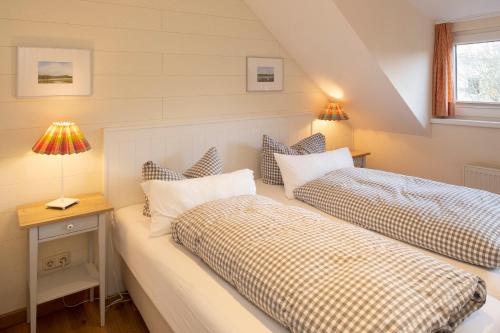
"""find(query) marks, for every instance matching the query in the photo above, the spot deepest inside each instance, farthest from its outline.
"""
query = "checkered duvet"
(312, 275)
(455, 221)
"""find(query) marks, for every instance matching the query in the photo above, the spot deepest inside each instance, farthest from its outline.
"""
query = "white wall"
(350, 48)
(154, 60)
(439, 156)
(442, 153)
(405, 40)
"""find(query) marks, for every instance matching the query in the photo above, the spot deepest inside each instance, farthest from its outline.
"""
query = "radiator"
(482, 178)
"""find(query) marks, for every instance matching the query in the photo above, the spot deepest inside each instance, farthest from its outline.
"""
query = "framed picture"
(53, 72)
(264, 74)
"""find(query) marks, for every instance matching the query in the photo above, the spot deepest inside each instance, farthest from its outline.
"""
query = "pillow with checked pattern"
(209, 165)
(270, 170)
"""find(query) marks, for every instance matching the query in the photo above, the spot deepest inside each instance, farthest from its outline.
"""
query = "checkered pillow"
(269, 168)
(210, 164)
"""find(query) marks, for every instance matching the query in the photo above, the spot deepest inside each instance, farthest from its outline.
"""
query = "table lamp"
(333, 112)
(62, 138)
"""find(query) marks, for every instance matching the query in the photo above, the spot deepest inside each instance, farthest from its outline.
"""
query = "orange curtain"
(443, 97)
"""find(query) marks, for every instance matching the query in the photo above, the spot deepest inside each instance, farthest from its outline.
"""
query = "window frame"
(466, 38)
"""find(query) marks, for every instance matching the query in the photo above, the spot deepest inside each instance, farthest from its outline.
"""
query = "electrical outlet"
(64, 259)
(56, 261)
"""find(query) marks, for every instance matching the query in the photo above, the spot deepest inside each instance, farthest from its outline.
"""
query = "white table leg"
(33, 277)
(90, 259)
(102, 267)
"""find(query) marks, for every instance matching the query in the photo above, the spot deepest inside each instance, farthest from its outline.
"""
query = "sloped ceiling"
(450, 10)
(376, 58)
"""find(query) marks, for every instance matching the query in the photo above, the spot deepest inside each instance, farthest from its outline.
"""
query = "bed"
(456, 221)
(177, 291)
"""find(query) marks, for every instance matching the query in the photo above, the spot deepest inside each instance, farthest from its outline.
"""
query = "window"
(478, 72)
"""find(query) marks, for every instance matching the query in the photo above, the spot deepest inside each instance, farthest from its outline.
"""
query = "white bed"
(490, 276)
(186, 294)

> WHAT THE EXERCISE ASKS
The whole listing should be restated word for word, with no pictures.

> RESULT BELOW
"""find(query) marks, for every instance matching the query in the photo above, the spot deepest inside each instance, farthest from its outline.
"""
query = "checkered duvet"
(312, 275)
(455, 221)
"""find(query) marks, for every instance matching the query in the photo above, the spot deepest inside each instance, farthest from its outline.
"""
query = "white wall"
(350, 48)
(154, 60)
(439, 156)
(442, 153)
(405, 40)
"""find(query) marks, for every instance matching the query in the photo above, the spot deepest inside each instance, farthest from its outline.
"""
query = "radiator"
(482, 178)
"""find(query) marks, for every instance matching the query in the photo above, the spot deepest inside each instance, farthest from its outline.
"""
query = "framed picture"
(53, 72)
(264, 74)
"""find(query) marks, for every instance matching the query in the photo above, the spot deepest inside each instance, farthest from its outline.
"""
query = "pillow with checked pattern"
(209, 165)
(270, 170)
"""find(query) marks, for every instance matching the query in the photo above, the spot deepest inside each instance, farthest from its outline.
"""
query = "checkered pillow"
(269, 168)
(210, 164)
"""find(query) marks, for every instance matching the query in the photo above, the spot deepest inside each instance, farthest from its outline.
"""
query = "table lamp"
(333, 112)
(62, 138)
"""find(query) marks, for every instance matching the query in the photo above, the spot deepest inside each instance, farthest from its outline.
"""
query = "orange curtain"
(443, 97)
"""find(query) marks, for every instance matching the query in the photo above, the spot deepest inside each instance, farthest from its outline.
"""
query = "window frame"
(466, 38)
"""find(query) marks, for every instance matching the query in the photo above, the spot deepest inside each instance, farthest from its outline.
"""
query = "electrical outlet"
(64, 259)
(56, 261)
"""find(query) marks, for every instance matching the query in the photo above, the spot deepest inside each instance, farthest from its outline.
"""
query = "white table leg"
(33, 277)
(90, 259)
(102, 267)
"""find(query) marks, for every instance matching the query in the photo above, the spot deepest inside each instance, farthest from its outline.
"""
query = "sloped ceiling"
(450, 10)
(376, 58)
"""find(query) marks, for every instance matching the query in the photo above, the spot deepest inside each instance, farthest from its outline.
"""
query = "bed"
(456, 221)
(177, 291)
"""find(query) marks, for every instance matching the query in the photo above, the spot deepest inside each instance, farthest from its outline.
"""
query = "window"
(478, 72)
"""find(query) marks, for every instance matching the query in the photo above, the spot deepest inside each instance, farthest from its outline.
"""
query = "white bed"
(490, 276)
(186, 294)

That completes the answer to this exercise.